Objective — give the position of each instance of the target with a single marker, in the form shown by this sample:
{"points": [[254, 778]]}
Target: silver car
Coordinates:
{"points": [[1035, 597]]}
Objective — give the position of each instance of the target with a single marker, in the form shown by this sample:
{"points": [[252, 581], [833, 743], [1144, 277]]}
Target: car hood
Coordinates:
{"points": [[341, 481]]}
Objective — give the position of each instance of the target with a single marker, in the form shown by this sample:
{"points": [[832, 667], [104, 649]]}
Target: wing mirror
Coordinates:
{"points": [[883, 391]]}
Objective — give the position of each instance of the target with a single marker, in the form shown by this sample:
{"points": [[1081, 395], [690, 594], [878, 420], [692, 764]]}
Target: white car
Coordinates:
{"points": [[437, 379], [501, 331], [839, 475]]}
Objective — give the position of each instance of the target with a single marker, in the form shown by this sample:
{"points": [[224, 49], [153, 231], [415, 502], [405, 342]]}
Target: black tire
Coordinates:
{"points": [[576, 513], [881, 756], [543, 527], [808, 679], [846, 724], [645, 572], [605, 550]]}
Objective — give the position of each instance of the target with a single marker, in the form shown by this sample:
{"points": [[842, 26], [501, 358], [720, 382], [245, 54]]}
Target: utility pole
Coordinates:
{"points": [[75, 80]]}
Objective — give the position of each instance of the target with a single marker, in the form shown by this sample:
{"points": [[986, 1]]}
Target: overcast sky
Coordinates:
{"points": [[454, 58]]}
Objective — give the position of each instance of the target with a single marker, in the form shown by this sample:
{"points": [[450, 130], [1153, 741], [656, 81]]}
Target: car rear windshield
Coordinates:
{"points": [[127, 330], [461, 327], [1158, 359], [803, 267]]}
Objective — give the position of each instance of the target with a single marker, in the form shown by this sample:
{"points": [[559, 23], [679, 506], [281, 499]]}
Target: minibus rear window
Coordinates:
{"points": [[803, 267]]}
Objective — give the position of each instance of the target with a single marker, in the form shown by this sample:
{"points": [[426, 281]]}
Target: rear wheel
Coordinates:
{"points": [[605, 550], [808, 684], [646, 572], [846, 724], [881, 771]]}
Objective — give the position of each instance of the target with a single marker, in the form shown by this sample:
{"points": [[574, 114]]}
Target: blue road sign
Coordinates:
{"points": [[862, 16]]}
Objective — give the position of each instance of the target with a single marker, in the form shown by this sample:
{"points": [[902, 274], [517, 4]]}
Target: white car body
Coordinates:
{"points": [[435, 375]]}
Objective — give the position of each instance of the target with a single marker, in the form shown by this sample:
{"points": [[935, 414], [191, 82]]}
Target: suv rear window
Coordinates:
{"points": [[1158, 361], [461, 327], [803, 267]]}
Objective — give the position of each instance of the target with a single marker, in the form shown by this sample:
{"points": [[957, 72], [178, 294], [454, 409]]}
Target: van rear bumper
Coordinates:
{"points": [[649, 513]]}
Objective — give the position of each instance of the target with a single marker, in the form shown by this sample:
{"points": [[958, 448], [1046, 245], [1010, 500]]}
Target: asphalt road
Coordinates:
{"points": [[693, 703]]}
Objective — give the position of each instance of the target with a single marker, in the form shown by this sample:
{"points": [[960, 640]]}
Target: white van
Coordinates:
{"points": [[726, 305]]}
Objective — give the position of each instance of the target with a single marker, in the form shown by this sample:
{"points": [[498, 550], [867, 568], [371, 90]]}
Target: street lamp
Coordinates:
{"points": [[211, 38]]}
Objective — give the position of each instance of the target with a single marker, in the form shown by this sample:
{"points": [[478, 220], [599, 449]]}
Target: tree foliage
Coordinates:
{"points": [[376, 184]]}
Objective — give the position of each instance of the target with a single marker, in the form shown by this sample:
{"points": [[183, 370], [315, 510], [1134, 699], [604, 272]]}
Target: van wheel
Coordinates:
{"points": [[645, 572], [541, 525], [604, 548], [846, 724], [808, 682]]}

=-=-=-=-=

Print the records above exactly as they appear.

Objective — give the position of each instance of the target with a single marker, in the form shown by this sample:
{"points": [[254, 778]]}
Target: silver car
Coordinates:
{"points": [[1035, 597]]}
Objective — give the position of each instance of the target with a single marker, in the form shown by this sample:
{"points": [[252, 581], [833, 743], [1144, 277]]}
Target: car hood
Coordinates:
{"points": [[341, 481]]}
Objective — give the position of each instance of the target with a single marker, in the form shown by this sample:
{"points": [[832, 667], [104, 649]]}
Target: wing mirror
Coordinates:
{"points": [[883, 391]]}
Objective — give the position of each instance of the target with a single marker, in the form shown by this sample:
{"points": [[1081, 395], [690, 594], [878, 420], [692, 764]]}
Target: white car
Coordinates:
{"points": [[437, 379], [501, 331], [839, 475]]}
Objective — give the position of each instance of the target with a single marker, in the form shown by this sample:
{"points": [[224, 49], [153, 231], [415, 502], [405, 342]]}
Target: black tire
Coordinates:
{"points": [[576, 513], [881, 756], [543, 527], [808, 679], [846, 724], [645, 572], [605, 550]]}
Objective — give the position of each instance of the target with a single marker, in the form shown by this sample:
{"points": [[842, 26], [501, 358], [720, 382], [245, 54]]}
Target: utility pole
Coordinates:
{"points": [[75, 80]]}
Objective — give the position of each instance of the target with a single marker, in the form shown by this sample:
{"points": [[986, 1]]}
Target: overcast sky
Coordinates:
{"points": [[454, 58]]}
Objective — give the position of each instance of the target with a single marker, in the form shown by this sample:
{"points": [[450, 130], [1153, 741], [656, 81]]}
Target: car rear windshield
Coordinates:
{"points": [[127, 330], [461, 327], [1158, 359], [803, 267]]}
Objective — give the position of each instance of the target with a single marker, in the form shown by this sample:
{"points": [[559, 23], [679, 506], [281, 499]]}
Target: minibus rear window
Coordinates:
{"points": [[803, 267]]}
Objective — give the position of each instance of the target with a single marker, in the form shown by this sample:
{"points": [[426, 281]]}
Target: rear wheel
Coordinates:
{"points": [[605, 550], [808, 684], [646, 572], [846, 724], [881, 771]]}
Objective — give the position of each instance of the target with a single marker, in the form shown by this sample:
{"points": [[574, 114]]}
Target: blue road sign
Coordinates:
{"points": [[862, 16]]}
Objective — give the position of each instance of the target with a single marker, in the form shown by this sample:
{"points": [[902, 274], [517, 4]]}
Target: white car body
Coordinates:
{"points": [[435, 375]]}
Objective — give the position of each instance of the target with a single marker, in the form shown by this sample:
{"points": [[935, 414], [191, 82]]}
Target: suv rear window
Coordinates:
{"points": [[1158, 361], [461, 327], [803, 267]]}
Objective — give the position of each instance of the target with a single marker, in the form shown by this sample:
{"points": [[957, 72], [178, 294], [454, 409]]}
Target: van rear bumper
Coordinates:
{"points": [[649, 513]]}
Objective — give the position of each instance of the target with a single marker, in the form shown by this sample:
{"points": [[958, 448], [1046, 245], [1010, 500]]}
Target: asphalt road
Coordinates:
{"points": [[693, 703]]}
Objective — give the position of each instance of the target with a single marker, in the form shown by this sample:
{"points": [[960, 640]]}
Target: white van
Coordinates:
{"points": [[726, 305]]}
Objective — give the position of each instance of the target with a single marker, in the form shown by this sample:
{"points": [[498, 550], [867, 568], [371, 90]]}
Target: street lamp
Coordinates:
{"points": [[211, 38]]}
Objective — give the position of each instance of the target with a single marker, in the form shown by this sample:
{"points": [[478, 220], [599, 449]]}
Target: tree foliage
Coordinates:
{"points": [[376, 184]]}
Objective — give the position of each instance of the target with a single marker, in the form shown by this sample:
{"points": [[183, 370], [315, 510], [1134, 699], [604, 272]]}
Target: van wheel
Coordinates:
{"points": [[645, 572], [541, 525], [604, 548], [846, 724], [808, 682]]}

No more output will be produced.